▸ **Point-based annotation data**:
··········

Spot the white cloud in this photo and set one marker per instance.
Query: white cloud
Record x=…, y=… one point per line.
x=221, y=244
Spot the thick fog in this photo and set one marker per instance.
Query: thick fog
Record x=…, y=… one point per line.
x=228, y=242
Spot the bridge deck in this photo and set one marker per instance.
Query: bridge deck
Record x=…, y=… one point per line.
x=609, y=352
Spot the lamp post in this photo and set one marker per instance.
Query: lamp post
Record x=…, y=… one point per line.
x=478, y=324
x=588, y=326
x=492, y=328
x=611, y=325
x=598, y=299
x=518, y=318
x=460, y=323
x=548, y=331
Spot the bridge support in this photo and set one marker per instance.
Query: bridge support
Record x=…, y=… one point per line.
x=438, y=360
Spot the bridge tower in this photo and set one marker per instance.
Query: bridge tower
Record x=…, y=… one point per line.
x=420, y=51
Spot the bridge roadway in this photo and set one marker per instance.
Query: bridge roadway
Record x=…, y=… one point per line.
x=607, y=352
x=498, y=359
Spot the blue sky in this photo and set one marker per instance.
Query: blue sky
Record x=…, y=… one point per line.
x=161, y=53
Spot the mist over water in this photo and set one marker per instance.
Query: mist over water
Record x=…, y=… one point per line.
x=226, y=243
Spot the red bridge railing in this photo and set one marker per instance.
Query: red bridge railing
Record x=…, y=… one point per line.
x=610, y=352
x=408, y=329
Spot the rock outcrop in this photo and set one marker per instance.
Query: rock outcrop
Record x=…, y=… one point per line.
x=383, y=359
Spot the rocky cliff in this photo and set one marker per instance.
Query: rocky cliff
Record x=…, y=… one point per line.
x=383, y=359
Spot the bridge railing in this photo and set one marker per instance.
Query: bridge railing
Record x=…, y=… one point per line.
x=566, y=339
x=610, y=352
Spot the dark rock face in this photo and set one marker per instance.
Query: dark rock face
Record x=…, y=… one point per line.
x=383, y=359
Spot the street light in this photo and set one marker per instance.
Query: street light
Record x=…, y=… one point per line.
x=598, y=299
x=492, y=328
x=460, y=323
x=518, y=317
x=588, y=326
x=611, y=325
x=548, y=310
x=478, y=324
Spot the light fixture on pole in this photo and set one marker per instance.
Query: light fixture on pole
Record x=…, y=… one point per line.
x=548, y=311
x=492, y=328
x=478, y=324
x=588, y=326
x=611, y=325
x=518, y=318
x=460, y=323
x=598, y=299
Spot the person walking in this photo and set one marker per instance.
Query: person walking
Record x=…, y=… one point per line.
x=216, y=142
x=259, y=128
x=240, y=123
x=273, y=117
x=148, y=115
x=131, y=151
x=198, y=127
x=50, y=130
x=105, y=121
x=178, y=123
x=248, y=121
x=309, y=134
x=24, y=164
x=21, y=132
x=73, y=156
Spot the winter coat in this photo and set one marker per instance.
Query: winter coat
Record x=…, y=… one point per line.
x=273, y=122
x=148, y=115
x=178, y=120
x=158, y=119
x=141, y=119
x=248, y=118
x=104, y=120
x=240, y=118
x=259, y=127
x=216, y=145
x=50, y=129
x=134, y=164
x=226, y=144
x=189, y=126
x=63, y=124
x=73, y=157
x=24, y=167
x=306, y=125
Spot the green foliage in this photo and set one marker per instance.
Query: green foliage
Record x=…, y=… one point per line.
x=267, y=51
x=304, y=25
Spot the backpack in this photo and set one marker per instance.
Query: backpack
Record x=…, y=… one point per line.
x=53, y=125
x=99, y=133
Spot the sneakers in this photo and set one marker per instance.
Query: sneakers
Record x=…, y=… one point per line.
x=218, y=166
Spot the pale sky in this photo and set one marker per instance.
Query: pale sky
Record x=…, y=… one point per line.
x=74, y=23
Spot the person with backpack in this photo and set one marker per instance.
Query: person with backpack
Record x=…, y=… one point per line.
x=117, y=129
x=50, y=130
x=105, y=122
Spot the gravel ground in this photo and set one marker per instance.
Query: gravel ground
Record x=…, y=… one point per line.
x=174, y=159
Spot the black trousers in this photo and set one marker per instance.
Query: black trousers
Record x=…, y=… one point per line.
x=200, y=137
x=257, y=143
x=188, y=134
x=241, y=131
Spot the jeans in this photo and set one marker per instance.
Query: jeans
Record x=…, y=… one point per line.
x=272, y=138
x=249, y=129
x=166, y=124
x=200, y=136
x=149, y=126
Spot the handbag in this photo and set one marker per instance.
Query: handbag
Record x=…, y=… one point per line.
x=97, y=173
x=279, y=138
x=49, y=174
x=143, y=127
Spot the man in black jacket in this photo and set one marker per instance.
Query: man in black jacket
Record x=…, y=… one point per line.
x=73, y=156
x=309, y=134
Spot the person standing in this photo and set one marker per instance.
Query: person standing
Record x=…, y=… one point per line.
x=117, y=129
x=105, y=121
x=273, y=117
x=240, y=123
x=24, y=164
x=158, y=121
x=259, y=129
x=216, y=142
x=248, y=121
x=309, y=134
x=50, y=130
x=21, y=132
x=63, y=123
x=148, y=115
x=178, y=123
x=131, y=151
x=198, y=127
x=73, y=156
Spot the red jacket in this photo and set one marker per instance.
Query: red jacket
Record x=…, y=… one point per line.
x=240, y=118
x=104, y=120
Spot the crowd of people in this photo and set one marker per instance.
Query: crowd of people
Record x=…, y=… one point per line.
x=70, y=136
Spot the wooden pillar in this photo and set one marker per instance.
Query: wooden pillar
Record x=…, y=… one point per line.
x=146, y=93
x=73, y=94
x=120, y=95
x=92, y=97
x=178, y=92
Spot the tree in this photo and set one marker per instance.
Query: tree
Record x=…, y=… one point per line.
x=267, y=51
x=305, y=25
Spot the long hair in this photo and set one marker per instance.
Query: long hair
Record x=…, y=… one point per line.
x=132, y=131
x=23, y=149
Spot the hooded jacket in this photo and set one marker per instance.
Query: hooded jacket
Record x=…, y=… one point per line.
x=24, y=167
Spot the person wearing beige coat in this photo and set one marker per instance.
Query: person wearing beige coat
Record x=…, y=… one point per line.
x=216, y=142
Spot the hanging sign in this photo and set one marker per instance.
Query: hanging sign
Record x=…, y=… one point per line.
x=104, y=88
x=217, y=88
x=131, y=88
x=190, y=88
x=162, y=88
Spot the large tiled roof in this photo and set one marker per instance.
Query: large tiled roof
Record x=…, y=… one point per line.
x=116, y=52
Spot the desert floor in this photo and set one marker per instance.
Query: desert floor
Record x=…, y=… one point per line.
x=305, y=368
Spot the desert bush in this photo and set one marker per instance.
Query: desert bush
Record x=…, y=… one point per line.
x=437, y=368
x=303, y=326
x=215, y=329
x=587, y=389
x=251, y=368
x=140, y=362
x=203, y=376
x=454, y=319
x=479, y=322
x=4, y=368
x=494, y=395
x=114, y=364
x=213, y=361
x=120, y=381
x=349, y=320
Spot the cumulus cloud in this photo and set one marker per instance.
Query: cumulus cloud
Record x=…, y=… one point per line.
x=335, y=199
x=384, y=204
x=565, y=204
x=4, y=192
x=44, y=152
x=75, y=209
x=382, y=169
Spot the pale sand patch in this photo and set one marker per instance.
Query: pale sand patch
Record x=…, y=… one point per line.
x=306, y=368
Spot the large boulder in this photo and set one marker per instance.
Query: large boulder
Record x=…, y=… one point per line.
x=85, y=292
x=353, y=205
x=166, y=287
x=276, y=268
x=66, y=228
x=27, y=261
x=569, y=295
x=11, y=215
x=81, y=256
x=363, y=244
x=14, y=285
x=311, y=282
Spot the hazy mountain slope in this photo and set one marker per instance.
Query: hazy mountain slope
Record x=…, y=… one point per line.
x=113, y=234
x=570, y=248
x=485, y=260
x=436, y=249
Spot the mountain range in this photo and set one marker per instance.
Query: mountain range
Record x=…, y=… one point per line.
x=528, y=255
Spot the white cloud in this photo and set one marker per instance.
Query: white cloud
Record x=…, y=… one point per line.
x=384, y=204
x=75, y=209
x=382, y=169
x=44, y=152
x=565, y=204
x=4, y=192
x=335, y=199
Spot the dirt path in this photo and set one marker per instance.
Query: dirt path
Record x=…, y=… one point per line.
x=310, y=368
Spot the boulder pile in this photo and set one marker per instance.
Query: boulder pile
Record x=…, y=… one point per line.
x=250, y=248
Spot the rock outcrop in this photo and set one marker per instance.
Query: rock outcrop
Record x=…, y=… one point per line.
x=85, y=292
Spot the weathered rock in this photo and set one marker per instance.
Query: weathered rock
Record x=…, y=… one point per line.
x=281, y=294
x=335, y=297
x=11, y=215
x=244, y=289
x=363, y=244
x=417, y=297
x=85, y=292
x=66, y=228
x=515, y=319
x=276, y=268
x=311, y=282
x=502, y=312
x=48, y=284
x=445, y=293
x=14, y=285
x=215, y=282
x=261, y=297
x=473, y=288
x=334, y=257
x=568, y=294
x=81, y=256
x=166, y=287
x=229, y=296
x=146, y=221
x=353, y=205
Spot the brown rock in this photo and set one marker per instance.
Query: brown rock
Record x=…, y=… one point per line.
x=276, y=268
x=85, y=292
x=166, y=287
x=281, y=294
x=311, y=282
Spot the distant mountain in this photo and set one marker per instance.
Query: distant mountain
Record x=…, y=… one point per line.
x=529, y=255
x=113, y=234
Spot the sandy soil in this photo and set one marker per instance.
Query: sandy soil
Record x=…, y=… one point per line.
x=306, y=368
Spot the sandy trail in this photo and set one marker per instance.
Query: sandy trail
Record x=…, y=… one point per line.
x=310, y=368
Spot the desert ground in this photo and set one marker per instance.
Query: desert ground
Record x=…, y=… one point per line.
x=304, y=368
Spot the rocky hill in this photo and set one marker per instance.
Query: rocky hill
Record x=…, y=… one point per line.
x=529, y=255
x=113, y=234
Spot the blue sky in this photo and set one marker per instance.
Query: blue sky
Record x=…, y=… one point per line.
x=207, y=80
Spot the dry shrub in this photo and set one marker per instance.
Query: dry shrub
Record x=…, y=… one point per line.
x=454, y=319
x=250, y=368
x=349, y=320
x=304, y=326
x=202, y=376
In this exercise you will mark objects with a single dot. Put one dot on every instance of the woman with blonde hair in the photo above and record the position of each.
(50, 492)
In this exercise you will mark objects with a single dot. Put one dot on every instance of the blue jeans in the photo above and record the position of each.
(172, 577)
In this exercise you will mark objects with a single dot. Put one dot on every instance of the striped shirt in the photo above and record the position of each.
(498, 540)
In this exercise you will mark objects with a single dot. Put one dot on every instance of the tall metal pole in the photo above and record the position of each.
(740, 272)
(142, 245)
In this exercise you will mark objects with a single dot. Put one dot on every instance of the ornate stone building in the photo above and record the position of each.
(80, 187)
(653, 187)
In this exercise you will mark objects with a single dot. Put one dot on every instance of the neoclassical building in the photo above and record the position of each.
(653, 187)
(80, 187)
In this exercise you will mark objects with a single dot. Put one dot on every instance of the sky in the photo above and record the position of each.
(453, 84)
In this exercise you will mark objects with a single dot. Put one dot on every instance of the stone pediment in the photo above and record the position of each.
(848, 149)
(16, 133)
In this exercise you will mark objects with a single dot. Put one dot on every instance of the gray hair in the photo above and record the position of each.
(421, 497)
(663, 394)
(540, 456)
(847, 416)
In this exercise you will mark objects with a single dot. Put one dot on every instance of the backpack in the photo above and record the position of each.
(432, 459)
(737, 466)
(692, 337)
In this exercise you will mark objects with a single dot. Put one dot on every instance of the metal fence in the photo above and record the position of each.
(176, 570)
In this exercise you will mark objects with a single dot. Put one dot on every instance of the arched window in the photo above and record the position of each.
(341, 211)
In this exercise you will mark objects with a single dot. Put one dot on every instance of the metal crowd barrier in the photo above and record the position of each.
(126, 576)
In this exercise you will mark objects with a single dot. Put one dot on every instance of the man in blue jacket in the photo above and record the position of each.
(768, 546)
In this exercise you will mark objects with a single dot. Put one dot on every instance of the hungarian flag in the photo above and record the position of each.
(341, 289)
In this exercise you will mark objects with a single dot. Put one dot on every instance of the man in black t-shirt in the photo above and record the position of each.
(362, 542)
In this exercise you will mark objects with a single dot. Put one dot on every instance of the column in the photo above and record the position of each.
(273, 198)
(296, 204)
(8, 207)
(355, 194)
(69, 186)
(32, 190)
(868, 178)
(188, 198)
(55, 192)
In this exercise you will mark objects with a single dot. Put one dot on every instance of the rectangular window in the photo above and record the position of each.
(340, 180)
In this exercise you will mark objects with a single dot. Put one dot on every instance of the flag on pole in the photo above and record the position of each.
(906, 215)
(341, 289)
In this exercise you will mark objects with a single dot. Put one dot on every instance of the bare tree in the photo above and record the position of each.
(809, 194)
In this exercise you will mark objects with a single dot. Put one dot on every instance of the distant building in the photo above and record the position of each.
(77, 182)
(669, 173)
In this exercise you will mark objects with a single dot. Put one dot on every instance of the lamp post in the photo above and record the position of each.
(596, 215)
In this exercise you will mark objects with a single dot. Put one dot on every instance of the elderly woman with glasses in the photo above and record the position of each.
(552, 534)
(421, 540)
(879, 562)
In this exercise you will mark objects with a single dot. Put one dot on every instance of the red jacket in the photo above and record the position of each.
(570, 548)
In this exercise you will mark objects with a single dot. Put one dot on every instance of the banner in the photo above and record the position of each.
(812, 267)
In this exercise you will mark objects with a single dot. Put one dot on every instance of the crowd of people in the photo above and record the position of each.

··········

▸ **WHAT IS REQUIRED**: Rewrite the rows that begin at the line containing "Spot the mist" and end with the line containing "x=99, y=133", substituting "Find" for every "Spot" and leaving everything else unchanged. Return only those lines.

▸ **RESULT**:
Find the mist over water in this photo and set one marker per instance.
Query: mist over water
Record x=…, y=… one point per line.
x=226, y=243
Find the red bridge railing in this photo and set one marker per instance.
Query: red bridge railing
Record x=…, y=… one point per line.
x=610, y=352
x=408, y=329
Find the rock outcrop in this photo and set one marker per instance.
Query: rock outcrop
Record x=…, y=… one point per line.
x=383, y=359
Find the rocky cliff in this photo and set one marker per instance.
Query: rocky cliff
Record x=…, y=… one point per line.
x=383, y=359
Find the bridge railing in this photo and set one marker per instance.
Query: bridge railing
Record x=…, y=… one point per line.
x=566, y=339
x=610, y=352
Find the dark rock face in this photo and set one marker per instance.
Query: dark rock face
Record x=…, y=… one point per line.
x=383, y=359
Find the street light in this photo and set one marker per instance.
Query: street light
Record x=…, y=… one point per line.
x=598, y=299
x=492, y=328
x=460, y=323
x=518, y=317
x=588, y=326
x=611, y=325
x=548, y=310
x=478, y=324
Find the light fixture on pole in this photo and set one marker per instance.
Query: light fixture on pole
Record x=…, y=… one point per line.
x=548, y=311
x=492, y=328
x=478, y=324
x=588, y=326
x=611, y=325
x=518, y=318
x=460, y=323
x=598, y=299
Find the person walking in this photo and set one marker per instance.
Query: person walking
Record x=…, y=… one point per line.
x=216, y=142
x=259, y=128
x=240, y=123
x=273, y=117
x=148, y=115
x=131, y=151
x=198, y=127
x=50, y=130
x=105, y=121
x=178, y=123
x=248, y=121
x=309, y=134
x=24, y=164
x=21, y=132
x=73, y=156
Find the winter coat in this photo and set one marker per instance.
Query: winter coat
Record x=…, y=… one point per line.
x=273, y=122
x=148, y=115
x=178, y=120
x=158, y=119
x=141, y=119
x=248, y=118
x=104, y=120
x=240, y=118
x=259, y=127
x=216, y=145
x=50, y=129
x=134, y=164
x=226, y=144
x=189, y=126
x=63, y=124
x=73, y=157
x=24, y=167
x=306, y=125
Find the green foliage in this photo and set one marker per instance.
Query: green foliage
Record x=…, y=… one point per line.
x=267, y=51
x=304, y=25
Find the backpack in this photo and set one marker per instance.
Query: backpack
Record x=…, y=… one point per line.
x=53, y=125
x=99, y=133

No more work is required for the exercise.